§ Passage provided:
■ ■ ■

Paving the Way to Fines-Free Library Access Statewide

In 2020, more than 9,000 patrons of the Coastal Plain Regional Library System (CPRLS) were barred from accessing library resources because they owed $10 or more in overdue fees—a number that exceeds the total population of two of the six counties in the region (Ben Hill, Berrien, Cook, Irwin, Tift, and Turner).

Numbers like those had long concerned Jennifer Golden, CPRLS assistant director—along with the recognition that fines and fees limit access to library resources. After researching the growing national trend among public libraries that no longer charge overdue fees, she mentioned the idea of going fine-free to colleagues. Concerns about lost revenue always got in the way—until COVID-19. In March 2020, the library system instituted an amnesty policy for all overdue items in response to the pandemic.

As CPRLS staff explored strategies to compensate for revenue lost due to the closures and amnesty policy, they realized that late fees represented just 2% of their annual budget. They also noted that at the Chattahoochee Valley Library System, the first in Georgia to stop charging late fees, lost item returns more than doubled in the six months after eliminating late fees.

“We had the data, the research, and the belief that this is good for our communities,” said Sandy Hester, CPRLS director. “It might seem odd to do this during a pandemic, but we saw that we were able to pay staff salaries and other costs without those funds. The pandemic removed what had been the biggest sticking point.”

CPRLS is one of 51 library systems in Georgia Library PINES (Public Information Network for Electronic Services), a program of the Georgia Public Library Service (GPLS) designed to provide equal access to information across the state by creating a “borderless library.” Georgians in the 146 counties served by PINES can use their local library card to access the shared collection of 10.6 million books and materials in PINES free of charge.

■ ■ ■

[Records from a collection]
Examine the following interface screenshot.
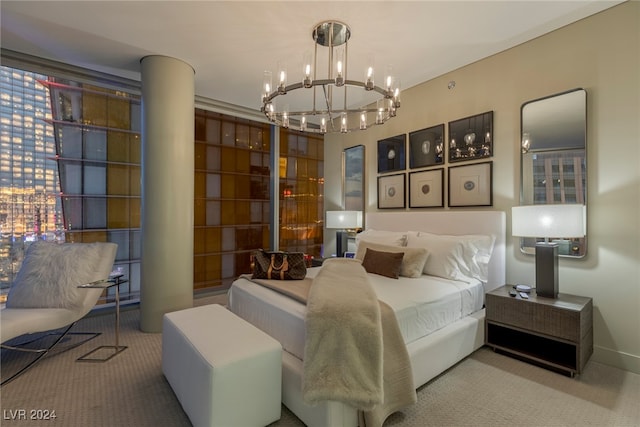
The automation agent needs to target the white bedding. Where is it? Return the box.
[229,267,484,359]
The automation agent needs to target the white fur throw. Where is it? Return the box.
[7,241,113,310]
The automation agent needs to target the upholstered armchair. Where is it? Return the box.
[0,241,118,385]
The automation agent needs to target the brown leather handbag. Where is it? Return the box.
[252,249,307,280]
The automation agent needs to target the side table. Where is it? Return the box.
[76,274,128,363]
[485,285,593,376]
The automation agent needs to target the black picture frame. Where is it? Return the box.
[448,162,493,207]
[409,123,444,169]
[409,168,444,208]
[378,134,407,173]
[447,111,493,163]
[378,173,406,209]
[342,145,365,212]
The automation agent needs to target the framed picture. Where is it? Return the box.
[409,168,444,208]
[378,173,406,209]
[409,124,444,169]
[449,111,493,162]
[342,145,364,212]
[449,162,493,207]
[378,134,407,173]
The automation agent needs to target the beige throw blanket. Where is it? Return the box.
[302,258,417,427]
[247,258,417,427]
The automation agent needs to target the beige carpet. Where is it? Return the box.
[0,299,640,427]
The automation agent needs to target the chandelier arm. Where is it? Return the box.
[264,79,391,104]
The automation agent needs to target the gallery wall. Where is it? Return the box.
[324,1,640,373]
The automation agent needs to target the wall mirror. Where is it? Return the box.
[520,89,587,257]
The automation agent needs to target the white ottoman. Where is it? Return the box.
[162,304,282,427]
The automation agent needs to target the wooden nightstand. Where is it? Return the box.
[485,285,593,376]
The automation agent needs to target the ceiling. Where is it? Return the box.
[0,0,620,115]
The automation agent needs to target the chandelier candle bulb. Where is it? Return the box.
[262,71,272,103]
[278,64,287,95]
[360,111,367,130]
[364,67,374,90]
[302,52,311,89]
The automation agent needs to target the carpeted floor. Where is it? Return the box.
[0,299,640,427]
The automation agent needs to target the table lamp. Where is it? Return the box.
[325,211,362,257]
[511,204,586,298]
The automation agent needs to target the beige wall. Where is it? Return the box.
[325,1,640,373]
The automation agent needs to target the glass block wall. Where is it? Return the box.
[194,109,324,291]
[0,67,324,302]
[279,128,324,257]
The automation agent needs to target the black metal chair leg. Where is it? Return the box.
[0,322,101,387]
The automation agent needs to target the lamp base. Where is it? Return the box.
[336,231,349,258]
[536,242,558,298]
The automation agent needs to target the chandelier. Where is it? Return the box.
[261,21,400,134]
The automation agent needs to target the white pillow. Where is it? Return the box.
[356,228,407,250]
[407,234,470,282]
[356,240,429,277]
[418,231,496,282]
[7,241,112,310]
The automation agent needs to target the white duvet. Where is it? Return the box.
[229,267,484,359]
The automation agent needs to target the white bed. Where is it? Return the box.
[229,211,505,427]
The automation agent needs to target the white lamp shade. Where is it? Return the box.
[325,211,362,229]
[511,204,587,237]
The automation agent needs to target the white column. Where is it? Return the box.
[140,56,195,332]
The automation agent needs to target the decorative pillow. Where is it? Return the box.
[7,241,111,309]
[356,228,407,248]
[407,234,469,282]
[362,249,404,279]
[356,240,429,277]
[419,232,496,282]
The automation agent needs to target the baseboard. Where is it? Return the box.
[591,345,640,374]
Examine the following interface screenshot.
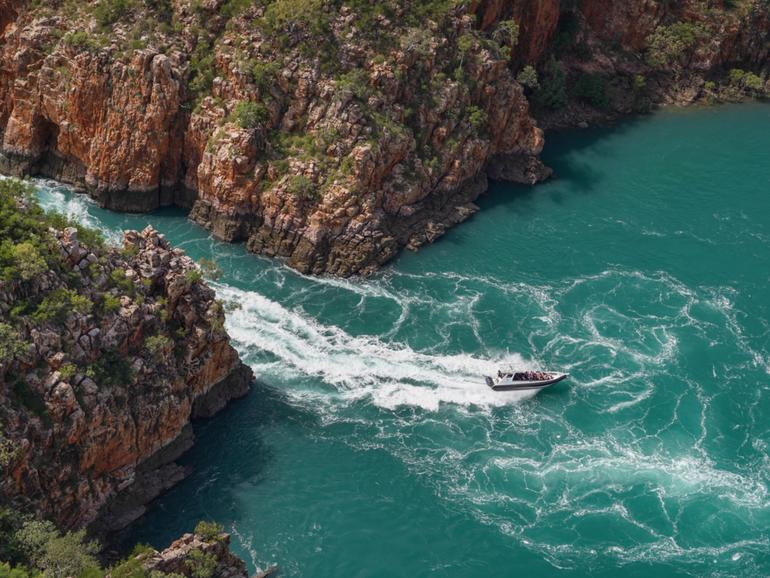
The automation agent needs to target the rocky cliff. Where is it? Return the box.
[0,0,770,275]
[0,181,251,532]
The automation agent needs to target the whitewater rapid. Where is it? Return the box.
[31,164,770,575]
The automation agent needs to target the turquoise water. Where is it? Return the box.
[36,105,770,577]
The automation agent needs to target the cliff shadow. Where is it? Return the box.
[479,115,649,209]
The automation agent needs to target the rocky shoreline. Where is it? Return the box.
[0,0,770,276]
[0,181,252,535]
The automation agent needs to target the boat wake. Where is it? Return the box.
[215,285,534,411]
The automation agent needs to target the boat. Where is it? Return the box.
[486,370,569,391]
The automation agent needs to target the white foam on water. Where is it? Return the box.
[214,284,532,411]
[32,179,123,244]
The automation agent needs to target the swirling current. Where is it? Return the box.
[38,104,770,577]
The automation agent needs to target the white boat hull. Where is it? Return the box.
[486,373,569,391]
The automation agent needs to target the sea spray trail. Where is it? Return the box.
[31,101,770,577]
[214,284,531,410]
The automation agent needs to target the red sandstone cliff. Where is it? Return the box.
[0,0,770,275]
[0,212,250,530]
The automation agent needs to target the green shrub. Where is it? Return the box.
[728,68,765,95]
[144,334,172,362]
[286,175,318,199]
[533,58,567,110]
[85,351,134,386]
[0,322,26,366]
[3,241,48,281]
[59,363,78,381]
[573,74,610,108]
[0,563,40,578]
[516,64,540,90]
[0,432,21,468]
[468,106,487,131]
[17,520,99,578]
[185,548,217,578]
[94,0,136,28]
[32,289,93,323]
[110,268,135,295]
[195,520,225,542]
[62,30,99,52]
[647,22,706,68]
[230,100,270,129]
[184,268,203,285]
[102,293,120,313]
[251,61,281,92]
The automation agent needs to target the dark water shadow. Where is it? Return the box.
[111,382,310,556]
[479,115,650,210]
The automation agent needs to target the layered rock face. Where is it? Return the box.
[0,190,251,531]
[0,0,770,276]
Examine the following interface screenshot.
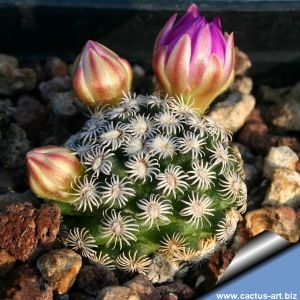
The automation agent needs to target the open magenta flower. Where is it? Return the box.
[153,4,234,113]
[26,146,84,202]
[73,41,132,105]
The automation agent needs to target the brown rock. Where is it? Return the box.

■ ■ ■

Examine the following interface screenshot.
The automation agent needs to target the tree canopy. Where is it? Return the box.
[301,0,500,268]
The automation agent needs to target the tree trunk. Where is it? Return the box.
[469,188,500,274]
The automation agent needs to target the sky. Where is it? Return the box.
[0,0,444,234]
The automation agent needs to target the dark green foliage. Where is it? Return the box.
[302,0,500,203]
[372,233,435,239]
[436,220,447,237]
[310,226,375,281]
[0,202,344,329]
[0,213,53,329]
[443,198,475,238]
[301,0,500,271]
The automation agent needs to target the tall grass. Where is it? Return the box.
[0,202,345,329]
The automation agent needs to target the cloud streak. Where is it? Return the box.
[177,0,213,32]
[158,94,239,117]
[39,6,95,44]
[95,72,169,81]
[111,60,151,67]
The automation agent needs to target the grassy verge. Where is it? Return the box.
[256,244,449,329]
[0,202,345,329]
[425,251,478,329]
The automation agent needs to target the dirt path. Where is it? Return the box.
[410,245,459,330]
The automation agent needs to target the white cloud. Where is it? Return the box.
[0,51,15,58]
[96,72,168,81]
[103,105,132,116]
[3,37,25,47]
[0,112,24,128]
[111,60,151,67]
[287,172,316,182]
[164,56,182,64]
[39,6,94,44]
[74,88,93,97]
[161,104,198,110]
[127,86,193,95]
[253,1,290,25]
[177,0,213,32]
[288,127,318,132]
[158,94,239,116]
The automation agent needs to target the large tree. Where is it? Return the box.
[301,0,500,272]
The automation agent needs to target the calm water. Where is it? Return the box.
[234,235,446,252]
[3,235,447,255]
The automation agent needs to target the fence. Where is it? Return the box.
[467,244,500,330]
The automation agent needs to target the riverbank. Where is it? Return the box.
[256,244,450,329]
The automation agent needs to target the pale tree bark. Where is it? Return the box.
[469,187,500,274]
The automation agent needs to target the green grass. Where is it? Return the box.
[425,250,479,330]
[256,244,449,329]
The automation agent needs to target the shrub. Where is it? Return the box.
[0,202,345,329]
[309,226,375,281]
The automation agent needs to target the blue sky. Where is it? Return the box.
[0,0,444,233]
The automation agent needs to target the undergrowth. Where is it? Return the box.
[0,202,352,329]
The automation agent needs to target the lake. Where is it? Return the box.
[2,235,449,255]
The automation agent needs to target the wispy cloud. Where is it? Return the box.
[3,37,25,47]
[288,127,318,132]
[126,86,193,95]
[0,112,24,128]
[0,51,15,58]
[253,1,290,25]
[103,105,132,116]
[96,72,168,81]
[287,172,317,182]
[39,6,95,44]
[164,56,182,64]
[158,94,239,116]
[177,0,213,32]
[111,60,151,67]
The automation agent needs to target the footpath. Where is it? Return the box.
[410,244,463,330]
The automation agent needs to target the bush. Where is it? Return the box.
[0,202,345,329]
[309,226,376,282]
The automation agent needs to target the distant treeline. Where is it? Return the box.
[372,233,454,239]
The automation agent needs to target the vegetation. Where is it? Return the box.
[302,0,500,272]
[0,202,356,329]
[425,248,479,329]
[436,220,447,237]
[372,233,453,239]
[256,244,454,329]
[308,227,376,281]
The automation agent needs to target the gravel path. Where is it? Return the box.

■ ■ ■

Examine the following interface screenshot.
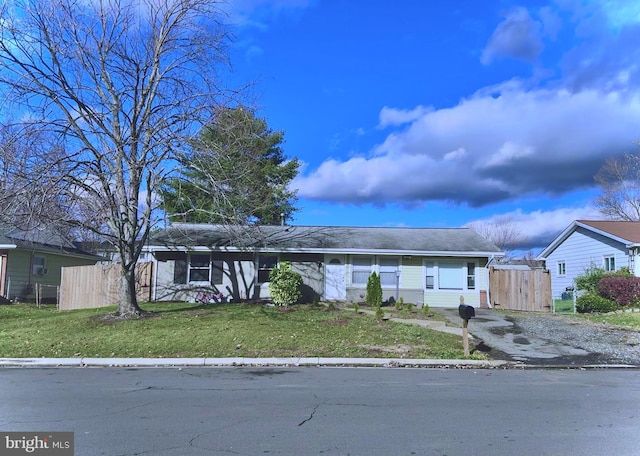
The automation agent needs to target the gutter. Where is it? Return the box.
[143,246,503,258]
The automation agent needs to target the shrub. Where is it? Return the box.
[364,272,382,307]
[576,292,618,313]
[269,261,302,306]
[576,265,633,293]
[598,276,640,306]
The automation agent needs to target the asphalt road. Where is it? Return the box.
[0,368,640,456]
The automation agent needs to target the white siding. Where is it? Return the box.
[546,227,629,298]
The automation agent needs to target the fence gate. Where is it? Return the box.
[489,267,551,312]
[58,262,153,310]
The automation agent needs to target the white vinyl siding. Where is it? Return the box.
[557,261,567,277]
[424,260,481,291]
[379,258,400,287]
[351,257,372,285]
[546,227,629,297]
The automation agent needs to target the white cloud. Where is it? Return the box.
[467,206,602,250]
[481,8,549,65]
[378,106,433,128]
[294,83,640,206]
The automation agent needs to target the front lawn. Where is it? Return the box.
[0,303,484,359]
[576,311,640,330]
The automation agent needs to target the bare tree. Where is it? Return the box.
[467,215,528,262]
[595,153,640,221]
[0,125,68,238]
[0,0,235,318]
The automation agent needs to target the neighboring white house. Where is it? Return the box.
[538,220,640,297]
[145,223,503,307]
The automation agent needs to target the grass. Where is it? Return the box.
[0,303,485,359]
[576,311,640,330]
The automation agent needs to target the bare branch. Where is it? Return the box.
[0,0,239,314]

■ ■ ■

§ Activities:
1. List the counties that the article on fines-free library access names as making up the Coastal Plain Regional Library System region.
2. Pick up the article on fines-free library access after its last sentence and continue it.
These data are unrelated to the article on fines-free library access.

§ Your written answers:
1. Ben Hill, Berrien, Cook, Irwin, Tift, and Turner

2.
As a PINES member, the other sticking point CPRLS faced was the recognition that policy changes could affect other libraries in the network. “Our shared customer experience is key to PINES,” said Hester. “We wanted to pursue this idea, but we didn’t want to change or diminish that experience.”

To test out the impact of this policy change on the larger PINES network, CPRLS staff prepared proposals for the PINES executive committee and the regional and county library boards in the Coastal Plain. The proposal outlined a plan for a two-year pilot during which time CPRLS would eliminate late fees for CPRLS-owned items, but not items from other libraries in the network.

“We work to empower local libraries at GPLS who, in turn, work with their communities,” said Wendy Cornelisen, GPLS assistant state librarian and Georgia Library Association president. “The experience at Chattahoochee Valley has shown what a positive impact this policy change can have: more people get access to free public library resources. We’re excited about the pilot at Coastal Plain, which will show how this might work in the larger PINES network and what additional solutions might be needed.”

When Northwest Georgia Regional Library System leaders heard about the CPRLS pilot, they asked to be included. State and local leaders also decided to extend the pilot to three years to better measure the policy change’s impact, with the pandemic impacting operations for longer than originally expected.

In Jan. 2021, CPRLS kicked off the new fines-free pilot along with a “clean slate” project that wiped away old debt of more than 20,000 patrons’ accounts, some of which were more than a decade old and had barred holders’ access.

Launching these two new efforts simultaneously posed some challenges for the system. “The clean slate project was much more intense for us, requiring staff to examine patron records one at a time,” said Hester. “My advice to others who want to do something similar would be to kick off the clean slate project first and do a big publicity push to encourage people to bring items back. That was hard for us to do in the midst of the pandemic.”

Hester also recommended reaching out to local civic clubs, community groups, or businesses to sponsor a local clean slate effort to make the loss of that potential revenue easier to manage.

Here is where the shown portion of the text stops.